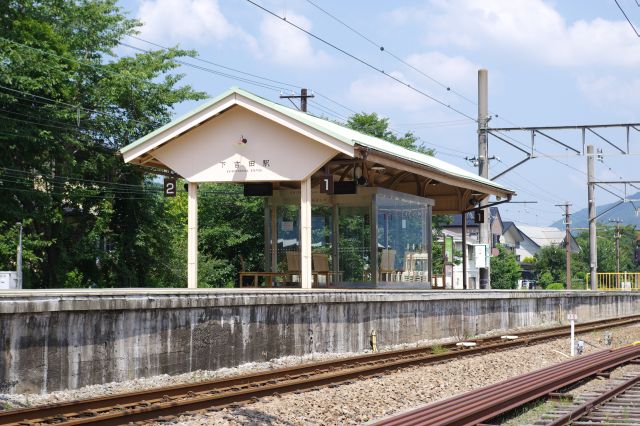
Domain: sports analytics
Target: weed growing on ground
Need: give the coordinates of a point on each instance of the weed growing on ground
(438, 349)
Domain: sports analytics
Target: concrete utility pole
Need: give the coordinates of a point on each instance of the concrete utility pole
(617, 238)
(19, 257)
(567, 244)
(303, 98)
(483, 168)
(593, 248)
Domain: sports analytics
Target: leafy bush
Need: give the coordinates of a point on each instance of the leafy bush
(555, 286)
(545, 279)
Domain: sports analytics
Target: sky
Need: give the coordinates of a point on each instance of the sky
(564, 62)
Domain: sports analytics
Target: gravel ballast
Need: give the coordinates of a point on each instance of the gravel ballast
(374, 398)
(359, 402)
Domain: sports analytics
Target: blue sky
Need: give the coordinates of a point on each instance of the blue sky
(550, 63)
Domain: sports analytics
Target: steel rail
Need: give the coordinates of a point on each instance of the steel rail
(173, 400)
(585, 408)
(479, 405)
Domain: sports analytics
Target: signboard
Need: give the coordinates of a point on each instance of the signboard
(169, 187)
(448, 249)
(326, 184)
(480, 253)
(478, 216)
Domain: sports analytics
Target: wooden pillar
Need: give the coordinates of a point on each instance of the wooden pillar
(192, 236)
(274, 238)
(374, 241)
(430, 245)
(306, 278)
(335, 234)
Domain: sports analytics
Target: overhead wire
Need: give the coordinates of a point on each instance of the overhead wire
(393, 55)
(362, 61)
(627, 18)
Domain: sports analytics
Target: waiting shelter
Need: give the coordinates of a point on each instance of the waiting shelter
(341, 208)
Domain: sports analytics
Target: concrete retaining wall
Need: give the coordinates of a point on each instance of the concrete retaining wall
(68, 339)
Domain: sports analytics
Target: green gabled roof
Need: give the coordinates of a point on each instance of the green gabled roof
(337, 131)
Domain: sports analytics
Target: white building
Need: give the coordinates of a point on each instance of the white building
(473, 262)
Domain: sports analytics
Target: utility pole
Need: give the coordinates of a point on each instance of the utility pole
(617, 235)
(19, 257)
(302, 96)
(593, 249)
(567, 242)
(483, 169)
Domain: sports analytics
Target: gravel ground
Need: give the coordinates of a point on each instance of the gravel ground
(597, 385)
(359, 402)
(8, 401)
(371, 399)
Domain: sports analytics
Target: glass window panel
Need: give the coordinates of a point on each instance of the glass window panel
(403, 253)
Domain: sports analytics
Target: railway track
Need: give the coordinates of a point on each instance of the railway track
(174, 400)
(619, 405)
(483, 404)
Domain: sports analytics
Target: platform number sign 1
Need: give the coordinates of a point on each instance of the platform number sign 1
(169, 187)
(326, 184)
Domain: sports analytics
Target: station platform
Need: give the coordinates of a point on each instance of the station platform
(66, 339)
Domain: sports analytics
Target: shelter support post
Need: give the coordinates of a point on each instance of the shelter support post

==============================

STATED TASK: Write out the material above once more, exactly as it reads, with no pictures.

WRITTEN REPLY:
Domain: sports analytics
Target: weed growing on ground
Need: give the coordinates of a point on each instance of the weed growing on ground
(438, 349)
Domain: sports analytics
Target: concrete utility pole
Need: give the coordinates of a point on each instance of the concrete utility pole
(617, 238)
(19, 257)
(567, 244)
(303, 98)
(483, 168)
(593, 248)
Domain: sports analytics
Target: leafy bush
Need: give the coordinates of a point on each instance of the leafy bush
(555, 286)
(545, 279)
Domain: sports analytics
Target: sky
Need: give the coordinates of a point on each instance of the sky
(564, 62)
Domain: sports analytics
Target: gravel ballast
Need: give the coordinates of a point on each instance of the gravel ballast
(374, 398)
(359, 402)
Domain: sports analytics
Target: blue sky
Need: give the coordinates of a point on each instance of the blue sky
(550, 63)
Domain: sports analytics
Target: steel rail
Need: give the coordinates of a point on each instance of the steel rail
(173, 400)
(585, 408)
(479, 405)
Domain: sports analytics
Target: signboard
Need: give the coordinates of a point on each instance of the signboard
(169, 187)
(448, 249)
(326, 184)
(480, 253)
(478, 216)
Domain: sports analytics
Target: wooden pillar
Need: give the coordinates of a point on each instance of the wooden pillar
(192, 236)
(274, 238)
(374, 241)
(430, 245)
(306, 278)
(335, 234)
Domain: sports analytics
Target: overhead wire
Need: give the coordinates of a point on each instance of the overhead wire
(393, 55)
(362, 61)
(627, 18)
Domain: sports analytics
Target: waiting shelter
Need: give the coordinates of a point on each instance of the waiting shelter
(341, 208)
Domain: sports analytics
Target: concrete retaining wall
Need: give the coordinates of a point on each instance of the concrete retaining wall
(68, 339)
Domain: sports analytics
Target: green gabled roof
Need: give the coordinates of a point on each instance of the green gabled roof
(337, 131)
Domain: sports analytics
Target: white building
Need: give the coordinates of a point on each instance of the white building
(473, 262)
Domain: sports analytics
Target: utility pole
Need: give the coordinates of a point on each instance of the utility pole
(617, 235)
(19, 257)
(302, 96)
(593, 249)
(567, 242)
(483, 169)
Domain: sports analytics
Target: gravel ground
Need: give the coordinates of a point on each instance of the gravel ground
(597, 385)
(359, 402)
(8, 401)
(371, 399)
Domain: sports analytics
Target: glass window panel
Need: give the coordinates of a point on each instance of the glass window panel
(403, 253)
Domain: sports analytics
Target: railway track
Need: give the coordinates of a point on each instance of the railway track
(174, 400)
(619, 405)
(483, 404)
Domain: sports analytics
Target: platform number sign 1
Need: give the coordinates of a point on each instance of the platform number sign 1
(169, 187)
(326, 184)
Domain: sports analytics
Target: station platform
Need: give the coordinates of a point on each instance of the station platform
(66, 339)
Domain: sports analytics
Target: shelter support post
Need: give the coordinates of a point on each instance of the shelter support post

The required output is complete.